═══ Entries shown ═══

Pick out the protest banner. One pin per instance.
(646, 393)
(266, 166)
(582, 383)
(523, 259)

═══
═══ Entries shown ═══

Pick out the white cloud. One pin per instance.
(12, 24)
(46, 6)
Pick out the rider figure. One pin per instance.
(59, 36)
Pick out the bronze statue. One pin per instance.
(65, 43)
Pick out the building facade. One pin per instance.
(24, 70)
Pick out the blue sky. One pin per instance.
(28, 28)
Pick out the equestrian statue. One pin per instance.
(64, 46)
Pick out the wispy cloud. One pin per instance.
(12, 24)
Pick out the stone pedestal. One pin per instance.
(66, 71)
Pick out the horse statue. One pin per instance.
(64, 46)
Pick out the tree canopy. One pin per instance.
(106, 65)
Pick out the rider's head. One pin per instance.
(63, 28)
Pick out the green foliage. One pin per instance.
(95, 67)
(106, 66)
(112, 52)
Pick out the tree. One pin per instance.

═══

Problem details: Reproduce everything in the data from the line containing "Pick out the tree canopy." down to the line containing "Pick out the tree. One pin per instance.", leaving the text lines unchanged. Offset every coordinate in the points by adding 38.

Finished task:
Pick out the tree canopy. One pin per instance.
(144, 103)
Pick out the rider's head. One pin per instance.
(101, 66)
Pick out the green foliage. One pin per instance.
(133, 105)
(144, 104)
(150, 90)
Pick out the tree. One pin per instance.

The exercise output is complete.